##### Document source

Mesures d’urgence spécifiques
- Complications physiques ou psychiques liées à la consommation de stimulants (amphétamines / méthamphétamines) en cas de toxidrome sympathomimétique : de par la longue durée d’action de certains dérivés des amphétamines, l’évolution peut s’échelonner sur 24 à 48 heures :
- en cas d’agitation : protection contre les stimuli, éviter les risques de blessures, les benzodiazépines peuvent être indiquées
- en cas de troubles psychotiques ou de délire (besoin d’hospitalisation !) : neuroleptique très puissant (olanzapine, halopéridol)
- en cas de tachycardie ou d’hypertension artérielle : alpha-bloquants conseillés. Le recours aux bêta-bloquants est déconseillé car l’effet β1 fait baisser la fréquence cardiaque, tandis que l’effet β2 favorise le risque de vasospasmes coronariens (angor de Prinzmetal) lors d’une prise simultanée de stimulants entraînant une consommation élevée d’oxygène (système nerveux sympathique)
- en cas d’hyperthermie : hydratation et hospitalisation
- Complications physiques ou psychiques liées à la consommation d’ecstasy ou toxidrome sérotoninergique :
- hydratation
- contrôle des électrolytes, apports en sel
- en cas d’agitation : les benzodiazépines peuvent être indiquées
- en cas de tachycardie ou d’hypertension artérielle : alpha-bloquants
- en cas d’hyperthermie (élévation de la température corporelle) : hydratation, rafraichissement progressif et hospitalisation
- une intoxication sévère peut se manifester par une hyponatrémie, une hyperthermie, un syndrome de SIADH (sécrétion inappropriée de l’hormone antidiurétique) et un syndrome sérotoninergique (libération excessive de sérotonine dans le cerveau avec symptômes du système végétatif autonome [augmentation de la fréquence cardiaque, hypertension artérielle, sueurs, nausées, dilatation des pupilles, etc.]) avec des symptômes du système nerveux central (acathisie/ impossibilité à rester tranquillement assis, hallucinations, état hypomane) et neuromusculaires (tremblements, hyperréflexie, crises convulsives épileptiformes, etc.)

##########
##### Extraits des entrées

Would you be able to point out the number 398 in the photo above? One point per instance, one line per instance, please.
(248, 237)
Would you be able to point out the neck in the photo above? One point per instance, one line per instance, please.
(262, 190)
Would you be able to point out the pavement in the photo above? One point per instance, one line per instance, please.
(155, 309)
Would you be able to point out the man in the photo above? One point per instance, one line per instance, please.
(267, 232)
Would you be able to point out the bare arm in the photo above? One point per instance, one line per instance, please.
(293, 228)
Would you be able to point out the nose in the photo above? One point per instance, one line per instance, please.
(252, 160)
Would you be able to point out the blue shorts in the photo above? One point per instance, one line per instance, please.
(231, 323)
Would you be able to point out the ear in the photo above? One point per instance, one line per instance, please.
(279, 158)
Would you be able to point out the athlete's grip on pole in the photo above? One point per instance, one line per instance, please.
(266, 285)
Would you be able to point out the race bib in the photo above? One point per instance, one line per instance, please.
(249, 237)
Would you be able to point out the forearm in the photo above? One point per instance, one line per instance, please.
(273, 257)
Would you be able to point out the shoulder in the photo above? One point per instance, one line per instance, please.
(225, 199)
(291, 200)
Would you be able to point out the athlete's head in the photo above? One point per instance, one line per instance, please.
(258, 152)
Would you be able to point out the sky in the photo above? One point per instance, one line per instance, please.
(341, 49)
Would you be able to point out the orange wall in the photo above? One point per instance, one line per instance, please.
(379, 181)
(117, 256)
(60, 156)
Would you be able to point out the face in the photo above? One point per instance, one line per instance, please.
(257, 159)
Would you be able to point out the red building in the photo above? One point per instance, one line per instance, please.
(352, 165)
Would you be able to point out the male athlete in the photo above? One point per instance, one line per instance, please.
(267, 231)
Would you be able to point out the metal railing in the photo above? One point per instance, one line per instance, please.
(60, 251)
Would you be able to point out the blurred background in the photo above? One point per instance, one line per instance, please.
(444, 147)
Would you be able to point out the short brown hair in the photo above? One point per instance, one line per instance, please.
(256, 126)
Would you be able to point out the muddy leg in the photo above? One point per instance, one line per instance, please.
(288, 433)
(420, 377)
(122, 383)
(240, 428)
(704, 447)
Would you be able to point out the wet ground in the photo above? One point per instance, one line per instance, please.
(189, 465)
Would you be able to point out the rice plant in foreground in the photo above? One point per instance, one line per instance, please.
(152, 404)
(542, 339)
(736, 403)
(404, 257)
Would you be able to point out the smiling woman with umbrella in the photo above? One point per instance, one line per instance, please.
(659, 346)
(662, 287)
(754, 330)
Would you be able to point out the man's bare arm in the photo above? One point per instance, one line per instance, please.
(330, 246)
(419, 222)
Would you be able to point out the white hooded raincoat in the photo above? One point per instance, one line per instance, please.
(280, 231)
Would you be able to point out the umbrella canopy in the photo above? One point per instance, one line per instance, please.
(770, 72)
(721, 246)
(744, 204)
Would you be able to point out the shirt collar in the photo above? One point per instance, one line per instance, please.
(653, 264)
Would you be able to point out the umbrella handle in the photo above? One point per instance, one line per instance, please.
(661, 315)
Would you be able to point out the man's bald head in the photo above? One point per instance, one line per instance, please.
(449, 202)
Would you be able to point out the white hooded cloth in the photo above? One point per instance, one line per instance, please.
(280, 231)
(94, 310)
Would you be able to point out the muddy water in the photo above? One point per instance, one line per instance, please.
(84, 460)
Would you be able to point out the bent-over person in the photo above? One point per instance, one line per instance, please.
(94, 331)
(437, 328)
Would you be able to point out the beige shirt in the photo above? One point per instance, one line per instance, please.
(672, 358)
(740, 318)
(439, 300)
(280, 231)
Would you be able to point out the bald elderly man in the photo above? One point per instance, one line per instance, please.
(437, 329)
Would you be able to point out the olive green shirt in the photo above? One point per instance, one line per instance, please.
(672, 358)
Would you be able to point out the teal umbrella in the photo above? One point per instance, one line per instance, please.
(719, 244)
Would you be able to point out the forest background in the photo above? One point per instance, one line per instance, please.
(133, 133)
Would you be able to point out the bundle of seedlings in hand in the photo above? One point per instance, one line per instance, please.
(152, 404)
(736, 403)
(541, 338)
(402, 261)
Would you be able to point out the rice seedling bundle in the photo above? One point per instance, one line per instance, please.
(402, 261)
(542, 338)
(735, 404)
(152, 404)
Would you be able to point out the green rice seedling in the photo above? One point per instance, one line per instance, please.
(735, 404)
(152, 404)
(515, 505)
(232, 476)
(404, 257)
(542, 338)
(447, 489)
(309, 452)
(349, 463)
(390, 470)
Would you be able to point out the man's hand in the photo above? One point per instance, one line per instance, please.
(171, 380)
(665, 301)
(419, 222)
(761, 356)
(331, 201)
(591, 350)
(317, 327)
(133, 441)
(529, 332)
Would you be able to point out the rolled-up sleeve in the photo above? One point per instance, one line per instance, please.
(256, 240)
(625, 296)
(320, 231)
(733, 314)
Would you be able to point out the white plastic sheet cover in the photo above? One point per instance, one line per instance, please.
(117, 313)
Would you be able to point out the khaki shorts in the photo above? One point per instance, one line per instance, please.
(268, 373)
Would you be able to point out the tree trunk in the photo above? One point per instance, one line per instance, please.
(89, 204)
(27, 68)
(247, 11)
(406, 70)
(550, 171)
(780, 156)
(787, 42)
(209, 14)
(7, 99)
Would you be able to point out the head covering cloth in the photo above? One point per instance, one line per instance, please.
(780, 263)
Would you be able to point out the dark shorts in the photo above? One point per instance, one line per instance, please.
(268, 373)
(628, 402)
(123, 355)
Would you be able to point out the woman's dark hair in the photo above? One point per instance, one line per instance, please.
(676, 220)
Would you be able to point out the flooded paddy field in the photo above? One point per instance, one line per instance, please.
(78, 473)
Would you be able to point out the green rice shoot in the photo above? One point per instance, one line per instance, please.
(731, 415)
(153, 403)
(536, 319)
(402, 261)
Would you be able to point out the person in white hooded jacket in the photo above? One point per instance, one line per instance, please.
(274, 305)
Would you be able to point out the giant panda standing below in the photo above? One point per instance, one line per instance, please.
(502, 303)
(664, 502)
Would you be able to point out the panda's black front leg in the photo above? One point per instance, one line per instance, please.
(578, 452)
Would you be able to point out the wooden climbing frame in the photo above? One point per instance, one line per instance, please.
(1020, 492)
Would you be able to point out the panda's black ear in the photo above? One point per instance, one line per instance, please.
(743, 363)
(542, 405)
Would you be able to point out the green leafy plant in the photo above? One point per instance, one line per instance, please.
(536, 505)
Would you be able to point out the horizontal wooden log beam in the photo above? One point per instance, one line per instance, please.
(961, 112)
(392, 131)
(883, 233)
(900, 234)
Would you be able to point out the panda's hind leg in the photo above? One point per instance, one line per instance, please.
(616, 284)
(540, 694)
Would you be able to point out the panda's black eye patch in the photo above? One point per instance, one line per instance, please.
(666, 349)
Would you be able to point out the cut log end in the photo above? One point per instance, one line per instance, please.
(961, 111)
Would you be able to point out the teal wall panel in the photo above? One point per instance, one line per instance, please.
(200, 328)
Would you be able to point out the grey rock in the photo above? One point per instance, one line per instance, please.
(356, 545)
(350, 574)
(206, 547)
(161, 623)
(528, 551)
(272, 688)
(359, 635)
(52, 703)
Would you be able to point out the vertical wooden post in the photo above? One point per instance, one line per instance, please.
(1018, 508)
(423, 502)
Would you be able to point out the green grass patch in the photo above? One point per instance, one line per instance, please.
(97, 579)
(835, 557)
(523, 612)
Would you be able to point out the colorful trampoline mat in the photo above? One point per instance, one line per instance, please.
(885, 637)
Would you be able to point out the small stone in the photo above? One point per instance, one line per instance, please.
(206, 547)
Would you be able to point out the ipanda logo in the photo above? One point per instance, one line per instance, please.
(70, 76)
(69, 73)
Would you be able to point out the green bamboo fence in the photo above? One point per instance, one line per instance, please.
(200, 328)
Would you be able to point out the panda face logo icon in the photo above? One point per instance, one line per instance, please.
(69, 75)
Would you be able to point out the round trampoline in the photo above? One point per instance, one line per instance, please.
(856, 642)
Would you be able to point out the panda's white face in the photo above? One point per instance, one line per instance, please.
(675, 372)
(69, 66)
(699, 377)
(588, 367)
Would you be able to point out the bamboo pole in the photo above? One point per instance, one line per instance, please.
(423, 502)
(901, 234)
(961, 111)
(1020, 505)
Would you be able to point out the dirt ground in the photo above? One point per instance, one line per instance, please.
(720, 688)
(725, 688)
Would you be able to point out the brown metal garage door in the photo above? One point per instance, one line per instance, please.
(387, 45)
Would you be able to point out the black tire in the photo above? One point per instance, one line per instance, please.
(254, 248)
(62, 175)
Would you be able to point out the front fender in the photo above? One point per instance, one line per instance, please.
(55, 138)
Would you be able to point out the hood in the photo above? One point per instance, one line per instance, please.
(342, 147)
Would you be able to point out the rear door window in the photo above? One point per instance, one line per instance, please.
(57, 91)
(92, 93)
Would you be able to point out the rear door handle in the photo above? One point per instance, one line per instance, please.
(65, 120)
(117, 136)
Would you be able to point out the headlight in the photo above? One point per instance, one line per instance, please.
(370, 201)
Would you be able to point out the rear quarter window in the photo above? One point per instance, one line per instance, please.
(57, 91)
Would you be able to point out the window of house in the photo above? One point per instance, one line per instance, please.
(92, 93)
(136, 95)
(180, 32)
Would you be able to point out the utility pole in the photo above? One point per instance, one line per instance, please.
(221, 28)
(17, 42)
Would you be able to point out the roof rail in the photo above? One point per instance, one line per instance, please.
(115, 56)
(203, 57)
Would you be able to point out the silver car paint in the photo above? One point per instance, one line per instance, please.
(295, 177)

##########

→ **Questions**
a) Dans le document source, réécrivez sous forme de liste le paragraphe qui commence par « une intoxication sévère peut se manifester », en conservant ses faits principaux.
b) Les affirmations suivantes concordent-elles avec le document source ? Pour chacune, répondez par oui ou par non et citez exactement les mots décisifs.
(i) En cas d'agitation liée à l'ecstasy, les benzodiazépines peuvent être indiquées.
(ii) Les bêta-bloquants sont conseillés en cas de tachycardie liée aux stimulants.
(iii) Après une consommation de stimulants, l'évolution peut s'échelonner sur 72 heures.
c) Reproduisez, dans le document source, tout ce qui va de « Mesures d’urgence spécifiques » jusqu'à « puissant (olanzapine, halopéridol) ».

→ **Réponses**
a)
Une intoxication sévère peut se manifester par :
- une hyponatrémie ;
- une hyperthermie ;
- un syndrome de SIADH (sécrétion inappropriée de l'hormone antidiurétique) ;
- un syndrome sérotoninergique (libération excessive de sérotonine dans le cerveau), avec :
  - des symptômes du système végétatif autonome : fréquence cardiaque accrue, hypertension artérielle, sueurs, nausées, dilatation des pupilles ;
  - des symptômes du système nerveux central : acathisie, hallucinations, état hypomane ;
  - des symptômes neuromusculaires : tremblements, hyperréflexie, crises convulsives épileptiformes.

b)
(i) Oui : « en cas d’agitation : les benzodiazépines peuvent être indiquées ».
(ii) Non : « Le recours aux bêta-bloquants est déconseillé ».
(iii) Non : « l’évolution peut s’échelonner sur 24 à 48 heures ».

c)
Mesures d’urgence spécifiques
- Complications physiques ou psychiques liées à la consommation de stimulants (amphétamines / méthamphétamines) en cas de toxidrome sympathomimétique : de par la longue durée d’action de certains dérivés des amphétamines, l’évolution peut s’échelonner sur 24 à 48 heures :
- en cas d’agitation : protection contre les stimuli, éviter les risques de blessures, les benzodiazépines peuvent être indiquées
- en cas de troubles psychotiques ou de délire (besoin d’hospitalisation !) : neuroleptique très puissant (olanzapine, halopéridol)